**What this task involves**
Leaving out all images, write out the records that follow exactly.

**Information provided**
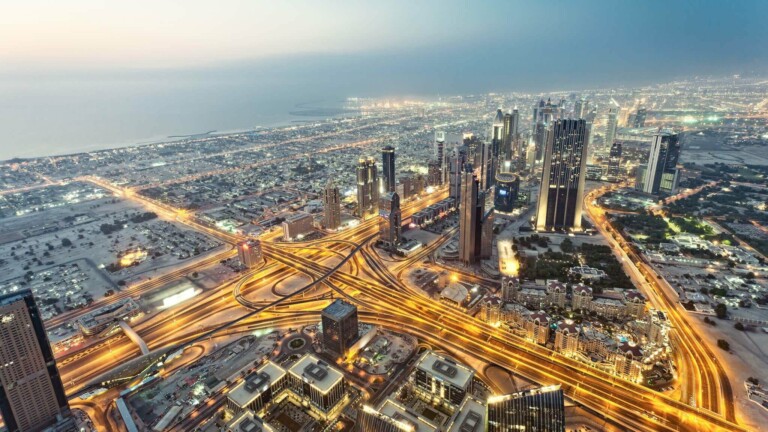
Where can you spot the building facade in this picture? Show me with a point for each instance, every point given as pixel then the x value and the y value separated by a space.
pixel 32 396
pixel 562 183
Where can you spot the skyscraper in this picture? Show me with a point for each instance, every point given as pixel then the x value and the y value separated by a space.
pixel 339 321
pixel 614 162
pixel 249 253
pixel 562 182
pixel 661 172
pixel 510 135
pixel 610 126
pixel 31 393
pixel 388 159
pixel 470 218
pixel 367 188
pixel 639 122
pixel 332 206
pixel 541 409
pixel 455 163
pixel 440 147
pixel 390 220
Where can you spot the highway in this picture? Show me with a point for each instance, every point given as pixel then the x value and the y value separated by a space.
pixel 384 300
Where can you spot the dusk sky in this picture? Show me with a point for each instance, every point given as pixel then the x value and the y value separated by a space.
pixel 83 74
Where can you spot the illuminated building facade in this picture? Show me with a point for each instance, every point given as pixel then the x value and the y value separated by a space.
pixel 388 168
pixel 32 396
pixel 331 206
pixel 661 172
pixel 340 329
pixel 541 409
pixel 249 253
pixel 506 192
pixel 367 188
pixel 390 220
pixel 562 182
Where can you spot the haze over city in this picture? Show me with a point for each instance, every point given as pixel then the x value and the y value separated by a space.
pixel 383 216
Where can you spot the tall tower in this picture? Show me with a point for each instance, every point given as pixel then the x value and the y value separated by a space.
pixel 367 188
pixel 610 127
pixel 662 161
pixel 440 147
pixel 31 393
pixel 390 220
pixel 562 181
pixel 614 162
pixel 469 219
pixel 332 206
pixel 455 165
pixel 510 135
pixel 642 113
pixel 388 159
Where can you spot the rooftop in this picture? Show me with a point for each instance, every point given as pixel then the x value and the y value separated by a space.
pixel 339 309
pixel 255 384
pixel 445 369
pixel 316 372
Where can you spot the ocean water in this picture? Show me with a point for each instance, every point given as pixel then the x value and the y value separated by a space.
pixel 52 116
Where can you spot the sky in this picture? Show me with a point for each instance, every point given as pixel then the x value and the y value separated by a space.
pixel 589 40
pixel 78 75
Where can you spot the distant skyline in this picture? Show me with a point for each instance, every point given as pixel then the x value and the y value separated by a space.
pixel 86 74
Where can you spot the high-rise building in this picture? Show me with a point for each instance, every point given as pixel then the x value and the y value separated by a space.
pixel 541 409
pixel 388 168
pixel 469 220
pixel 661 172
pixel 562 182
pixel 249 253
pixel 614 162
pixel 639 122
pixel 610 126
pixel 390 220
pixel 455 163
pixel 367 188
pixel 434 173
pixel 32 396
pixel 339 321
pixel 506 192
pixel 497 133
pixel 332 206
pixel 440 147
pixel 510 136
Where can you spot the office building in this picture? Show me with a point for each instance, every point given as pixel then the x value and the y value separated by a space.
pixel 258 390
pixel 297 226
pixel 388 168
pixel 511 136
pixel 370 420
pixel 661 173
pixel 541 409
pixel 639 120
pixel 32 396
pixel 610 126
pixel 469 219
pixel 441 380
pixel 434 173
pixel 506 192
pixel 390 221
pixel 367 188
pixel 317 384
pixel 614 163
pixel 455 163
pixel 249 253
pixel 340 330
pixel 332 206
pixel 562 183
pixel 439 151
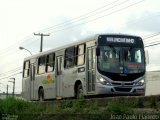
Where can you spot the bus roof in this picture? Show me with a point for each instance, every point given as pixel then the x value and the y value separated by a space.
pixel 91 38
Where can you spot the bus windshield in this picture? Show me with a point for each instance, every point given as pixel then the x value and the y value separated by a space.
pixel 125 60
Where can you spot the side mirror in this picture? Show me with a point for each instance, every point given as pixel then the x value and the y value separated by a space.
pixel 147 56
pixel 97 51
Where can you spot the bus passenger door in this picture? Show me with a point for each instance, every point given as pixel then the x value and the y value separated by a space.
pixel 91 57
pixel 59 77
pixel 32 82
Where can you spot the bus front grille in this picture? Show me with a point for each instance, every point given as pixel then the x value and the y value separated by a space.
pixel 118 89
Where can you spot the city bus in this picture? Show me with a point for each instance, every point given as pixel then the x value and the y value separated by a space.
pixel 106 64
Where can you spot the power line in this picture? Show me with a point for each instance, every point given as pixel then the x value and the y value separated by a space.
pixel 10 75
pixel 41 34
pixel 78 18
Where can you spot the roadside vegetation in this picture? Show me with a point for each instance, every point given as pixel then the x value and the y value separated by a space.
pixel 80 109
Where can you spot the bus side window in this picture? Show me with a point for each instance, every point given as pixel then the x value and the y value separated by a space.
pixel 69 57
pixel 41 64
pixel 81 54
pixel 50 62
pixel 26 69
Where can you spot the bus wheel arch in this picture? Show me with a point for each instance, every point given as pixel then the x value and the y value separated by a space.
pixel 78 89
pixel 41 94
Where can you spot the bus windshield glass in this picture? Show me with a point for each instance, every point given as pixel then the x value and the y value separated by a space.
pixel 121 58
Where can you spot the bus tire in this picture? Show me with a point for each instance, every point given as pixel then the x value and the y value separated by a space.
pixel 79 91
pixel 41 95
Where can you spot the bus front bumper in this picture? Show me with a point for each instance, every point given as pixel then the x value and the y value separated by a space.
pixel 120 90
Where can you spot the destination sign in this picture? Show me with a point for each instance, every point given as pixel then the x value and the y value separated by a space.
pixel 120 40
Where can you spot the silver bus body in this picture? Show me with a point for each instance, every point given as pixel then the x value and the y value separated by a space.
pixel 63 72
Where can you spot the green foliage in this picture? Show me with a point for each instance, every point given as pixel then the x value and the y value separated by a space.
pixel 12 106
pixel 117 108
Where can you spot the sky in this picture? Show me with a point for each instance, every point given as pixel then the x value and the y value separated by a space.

**Correct response**
Where can you spot the building facade in this picture? Show me with a point for each instance, every point given as pixel then the x value and the y value separated by a space.
pixel 32 396
pixel 562 183
Where can you spot the skyscraper in this picture? Show me with a point for each instance, every point given as pixel then the x value and the y value separated by a space.
pixel 339 321
pixel 614 162
pixel 249 253
pixel 562 182
pixel 661 172
pixel 510 135
pixel 610 126
pixel 31 393
pixel 388 159
pixel 470 218
pixel 367 188
pixel 639 122
pixel 332 206
pixel 541 409
pixel 455 163
pixel 440 147
pixel 390 220
Where can you spot the highway in this picture? Show me with a point for each instance, every point given as pixel then the x value and the y value separated by a space.
pixel 384 300
Where can you spot the dusk sky in this picture? Show me with a point for each instance, every point given as pixel then the x value and the y value separated by a space.
pixel 83 74
Where can you spot the illuminated building facade in this picture? Show me with a point for each instance, every point given as pixel then the x value and the y value separated by a space.
pixel 388 168
pixel 32 396
pixel 331 206
pixel 661 172
pixel 340 329
pixel 541 409
pixel 249 253
pixel 506 192
pixel 367 188
pixel 390 220
pixel 562 182
Where can you spot the haze over city in this picture? Show me with a point for each instance, every point given as pixel then the x value and the y value separated by a space.
pixel 383 216
Where can you spot the tall tower in this picture? Show me with a point for each instance, every point given as pixel then the x value and the y value separated by a space.
pixel 367 188
pixel 610 127
pixel 662 161
pixel 440 147
pixel 31 393
pixel 390 220
pixel 562 181
pixel 614 162
pixel 469 219
pixel 332 206
pixel 455 165
pixel 510 135
pixel 642 113
pixel 388 159
Where can you spot the rooftop in this picture? Show me with a point for each instance, every point given as pixel then the x value and the y value separated by a space.
pixel 339 309
pixel 255 384
pixel 445 369
pixel 316 372
Where can you spot the ocean water in this picture? Show me with a point for each instance, every point given as pixel then the x value and the y value separated by a space.
pixel 52 116
Where can you spot the sky in this picture? Show me with a point for each instance, every point given as pixel then the x value and the y value separated by a space.
pixel 589 40
pixel 78 75
Where can you spot the distant skyline in this picture? Show me with a point for each instance, every point given as pixel then the x value and the y value separated by a space.
pixel 86 74
Where can you spot the high-rise building in this picture? Show me with a point for each instance, every point given as pixel then the x value and the y value separated by a space.
pixel 541 409
pixel 388 168
pixel 469 220
pixel 661 172
pixel 562 182
pixel 249 253
pixel 614 162
pixel 639 122
pixel 610 126
pixel 390 220
pixel 455 163
pixel 367 188
pixel 434 173
pixel 32 396
pixel 339 321
pixel 506 192
pixel 497 133
pixel 332 206
pixel 440 147
pixel 510 136
Where can you spot the office building in this picture? Show me with a point for each instance, every point given as pixel then the x value and the y value separated by a space.
pixel 258 390
pixel 297 226
pixel 388 168
pixel 511 136
pixel 370 420
pixel 661 173
pixel 541 409
pixel 639 120
pixel 32 396
pixel 610 126
pixel 469 219
pixel 441 380
pixel 434 173
pixel 506 192
pixel 390 221
pixel 367 188
pixel 317 384
pixel 614 163
pixel 455 163
pixel 249 253
pixel 340 330
pixel 332 206
pixel 562 183
pixel 439 151
Where can you spot the bus roof in this picture? Show me with a point for each instance, every point given as pixel then the x value and the y value separated by a space.
pixel 91 38
Where can you spot the bus windshield in this picture? Show me with a point for each instance, every point given as pixel then the x value and the y value separated by a space.
pixel 125 60
Where can you spot the side mirror in this picture? Show me with a point for each instance, every point given as pixel then the x value and the y value separated by a space.
pixel 147 56
pixel 97 51
Where can you spot the bus passenger door in this picture? Show me with a point for each instance, every point given as pixel then the x value and the y value separated by a space.
pixel 91 57
pixel 59 77
pixel 32 82
Where can you spot the bus front grille in this picture? Show me with a point for each instance, every point given as pixel then the x value and the y value separated by a space.
pixel 118 89
Where can you spot the city bus in this picture? Show me with a point for each instance, every point given as pixel then the x value and the y value separated by a space.
pixel 106 64
Where can you spot the power line in this picture? Show me with a point for each instance, every point given as pixel then the x value and the y value separated by a space.
pixel 10 75
pixel 41 34
pixel 78 18
Where can you spot the roadside vegetation in this picture? Show me with a point for each instance, every point given as pixel then the x value and the y value separated by a space.
pixel 80 109
Where can you spot the bus side window in this picture? Show me with a point for each instance, every point given as pixel then the x value and the y value separated by a space.
pixel 69 57
pixel 41 64
pixel 81 54
pixel 50 62
pixel 26 69
Where can you spot the bus wheel arch in this picture? Show me with a point for each instance, every point given as pixel then the x value and the y value separated by a space.
pixel 78 89
pixel 41 94
Where can you spot the bus windshield glass in this picture? Show me with a point for each instance, every point given as pixel then the x value and the y value separated by a space.
pixel 121 58
Where can you spot the bus tire in this picture? Show me with a point for each instance, every point given as pixel then the x value and the y value separated by a space.
pixel 79 91
pixel 41 95
Where can you spot the bus front bumper in this picture? Show me with a point for each instance, every point given as pixel then the x value and the y value separated by a space.
pixel 120 90
Where can you spot the destination sign in this picture? Show me with a point for each instance, every point given as pixel then the x value and the y value separated by a space.
pixel 120 40
Where can you spot the silver bus body in this picture? Show me with a point for each instance, every point given as pixel then the x value and the y value separated by a space.
pixel 63 72
Where can you spot the green foliage in this picture? Show me with a point for each instance, every point given as pixel then the x value and the y value separated by a space.
pixel 12 106
pixel 117 108
Where can you spot the sky in this picture? Show me with a point for each instance, every point given as pixel then the x value and the y value separated by a space.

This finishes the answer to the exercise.